Kampanye Golkar di Jakarta Pusat menjelang Pemilu 1997, pemilu terakhir Orde Baru
Kampanye Golkar di Jakarta Pusat menjelang Pemilu 1997, pemilu terakhir Orde Baru (Sumber: AP/Muchtar Zakaria melalui tirto.id)

Mulai Pemilihan Umum (Pemilu) 1971 nama Golongan Karya (Golkar) mencuat di kancah politik. Begitu pun pada Pemilu-pemilu berikutnya: 1977, 1982, 1987, 1992, dan 1997, Golkar selalu memperoleh suara mayoritas dalam berbagai Pemilu. Ketika itu pemilihan presiden masih dilakukan oleh DPR/MPR. Soeharto selalu terpilih dengan aklamasi. Bahkan sebelum Pemilu pun sudah diketahui siapa yang bakal menjadi presiden.

Kalau Pemilu 1971 diikuti banyak partai, Pemilu 1977 diikuti dua partai politik dan satu golongan. Dua partai politik itu adalah Partai Persatuan Pembangunan (PPP) dan Partai Demokrasi Indonesia (PDI). Satu peserta lagi Golkar.

┄┄┄┄┄┄┄┄┄┄

▶ _Soal_: Tulis ulang semua bagian teks tentang Golkar dan Pemilu Orde Baru dari "Mulai Pemilihan Umum" hingga "peserta lagi Golkar.", dengan menukar "aklamasi" menjadi "suara bulat".

┄┄┄┄┄┄┄┄┄┄

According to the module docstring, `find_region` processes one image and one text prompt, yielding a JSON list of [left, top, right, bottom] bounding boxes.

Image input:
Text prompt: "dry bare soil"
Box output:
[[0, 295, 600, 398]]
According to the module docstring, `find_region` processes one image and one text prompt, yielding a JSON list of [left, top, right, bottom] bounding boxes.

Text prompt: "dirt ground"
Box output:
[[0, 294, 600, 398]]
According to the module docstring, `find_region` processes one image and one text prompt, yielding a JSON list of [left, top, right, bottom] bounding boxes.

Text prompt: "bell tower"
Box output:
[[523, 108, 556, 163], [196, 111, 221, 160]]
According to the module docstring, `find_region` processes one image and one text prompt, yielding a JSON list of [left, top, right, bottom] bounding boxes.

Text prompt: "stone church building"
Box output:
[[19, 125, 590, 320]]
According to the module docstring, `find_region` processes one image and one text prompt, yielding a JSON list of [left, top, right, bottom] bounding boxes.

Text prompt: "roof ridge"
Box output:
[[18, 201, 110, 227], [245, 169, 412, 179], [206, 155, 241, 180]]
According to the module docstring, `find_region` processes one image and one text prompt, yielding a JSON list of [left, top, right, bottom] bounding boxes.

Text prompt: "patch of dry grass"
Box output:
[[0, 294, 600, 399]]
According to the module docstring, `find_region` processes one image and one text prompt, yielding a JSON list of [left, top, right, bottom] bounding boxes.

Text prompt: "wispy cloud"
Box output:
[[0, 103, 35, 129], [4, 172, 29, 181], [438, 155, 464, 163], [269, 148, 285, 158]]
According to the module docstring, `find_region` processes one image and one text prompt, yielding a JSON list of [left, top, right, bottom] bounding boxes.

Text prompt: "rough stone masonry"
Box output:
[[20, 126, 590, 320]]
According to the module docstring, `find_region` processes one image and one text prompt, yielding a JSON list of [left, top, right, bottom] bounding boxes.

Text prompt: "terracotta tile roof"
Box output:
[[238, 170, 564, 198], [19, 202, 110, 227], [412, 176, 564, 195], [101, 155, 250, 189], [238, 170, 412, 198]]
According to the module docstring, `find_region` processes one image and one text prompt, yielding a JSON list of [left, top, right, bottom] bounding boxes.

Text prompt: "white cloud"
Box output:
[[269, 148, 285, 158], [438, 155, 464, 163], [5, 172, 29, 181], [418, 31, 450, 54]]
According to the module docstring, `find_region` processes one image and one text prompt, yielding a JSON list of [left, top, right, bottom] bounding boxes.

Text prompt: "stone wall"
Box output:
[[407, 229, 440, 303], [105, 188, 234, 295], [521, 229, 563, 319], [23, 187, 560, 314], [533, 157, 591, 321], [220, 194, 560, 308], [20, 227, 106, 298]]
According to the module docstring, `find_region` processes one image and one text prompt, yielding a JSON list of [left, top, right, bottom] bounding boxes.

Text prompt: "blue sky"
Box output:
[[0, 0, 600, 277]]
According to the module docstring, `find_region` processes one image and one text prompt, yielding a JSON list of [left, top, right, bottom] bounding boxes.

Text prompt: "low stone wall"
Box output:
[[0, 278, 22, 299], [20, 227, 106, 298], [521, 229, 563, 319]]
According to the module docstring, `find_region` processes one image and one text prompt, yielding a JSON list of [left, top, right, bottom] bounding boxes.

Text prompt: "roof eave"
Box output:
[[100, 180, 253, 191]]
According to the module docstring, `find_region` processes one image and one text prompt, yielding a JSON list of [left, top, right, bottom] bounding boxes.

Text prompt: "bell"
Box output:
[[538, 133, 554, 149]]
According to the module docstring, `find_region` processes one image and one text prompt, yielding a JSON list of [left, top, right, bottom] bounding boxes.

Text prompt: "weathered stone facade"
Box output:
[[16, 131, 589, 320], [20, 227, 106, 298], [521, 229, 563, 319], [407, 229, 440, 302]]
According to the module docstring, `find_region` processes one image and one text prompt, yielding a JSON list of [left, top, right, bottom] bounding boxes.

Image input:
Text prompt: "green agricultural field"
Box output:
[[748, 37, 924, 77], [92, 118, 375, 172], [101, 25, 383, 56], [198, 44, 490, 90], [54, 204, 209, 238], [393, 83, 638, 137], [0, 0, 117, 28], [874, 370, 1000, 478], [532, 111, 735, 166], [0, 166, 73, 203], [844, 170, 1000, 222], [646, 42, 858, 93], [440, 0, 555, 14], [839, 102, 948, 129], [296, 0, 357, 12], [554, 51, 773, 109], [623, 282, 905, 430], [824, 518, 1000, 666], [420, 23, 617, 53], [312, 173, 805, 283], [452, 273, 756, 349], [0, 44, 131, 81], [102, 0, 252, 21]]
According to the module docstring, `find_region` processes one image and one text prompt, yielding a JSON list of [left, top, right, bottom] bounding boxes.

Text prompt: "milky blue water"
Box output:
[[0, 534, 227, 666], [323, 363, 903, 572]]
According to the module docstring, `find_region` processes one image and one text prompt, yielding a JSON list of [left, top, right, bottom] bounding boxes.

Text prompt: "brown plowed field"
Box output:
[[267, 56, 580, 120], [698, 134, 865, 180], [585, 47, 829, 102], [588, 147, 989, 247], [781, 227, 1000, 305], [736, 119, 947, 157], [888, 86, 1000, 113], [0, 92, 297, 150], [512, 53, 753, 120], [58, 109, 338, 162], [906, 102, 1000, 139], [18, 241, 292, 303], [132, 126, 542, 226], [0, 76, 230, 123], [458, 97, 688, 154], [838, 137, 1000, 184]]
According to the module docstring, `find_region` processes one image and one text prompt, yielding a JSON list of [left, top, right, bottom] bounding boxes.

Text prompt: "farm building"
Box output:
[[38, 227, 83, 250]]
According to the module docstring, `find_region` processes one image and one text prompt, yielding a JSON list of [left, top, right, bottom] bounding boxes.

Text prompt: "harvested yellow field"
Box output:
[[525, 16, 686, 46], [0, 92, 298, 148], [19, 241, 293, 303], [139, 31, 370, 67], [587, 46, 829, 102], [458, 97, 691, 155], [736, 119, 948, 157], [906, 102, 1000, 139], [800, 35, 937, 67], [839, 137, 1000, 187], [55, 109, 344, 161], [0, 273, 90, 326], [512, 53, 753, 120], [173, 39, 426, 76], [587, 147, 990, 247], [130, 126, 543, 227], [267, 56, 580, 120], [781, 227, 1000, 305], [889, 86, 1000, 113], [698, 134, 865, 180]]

┄┄┄┄┄┄┄┄┄┄

▶ _Penyelesaian_:
Mulai Pemilihan Umum (Pemilu) 1971 nama Golongan Karya (Golkar) mencuat di kancah politik. Begitu pun pada Pemilu-pemilu berikutnya: 1977, 1982, 1987, 1992, dan 1997, Golkar selalu memperoleh suara mayoritas dalam berbagai Pemilu. Ketika itu pemilihan presiden masih dilakukan oleh DPR/MPR. Soeharto selalu terpilih dengan suara bulat. Bahkan sebelum Pemilu pun sudah diketahui siapa yang bakal menjadi presiden.

Kalau Pemilu 1971 diikuti banyak partai, Pemilu 1977 diikuti dua partai politik dan satu golongan. Dua partai politik itu adalah Partai Persatuan Pembangunan (PPP) dan Partai Demokrasi Indonesia (PDI). Satu peserta lagi Golkar.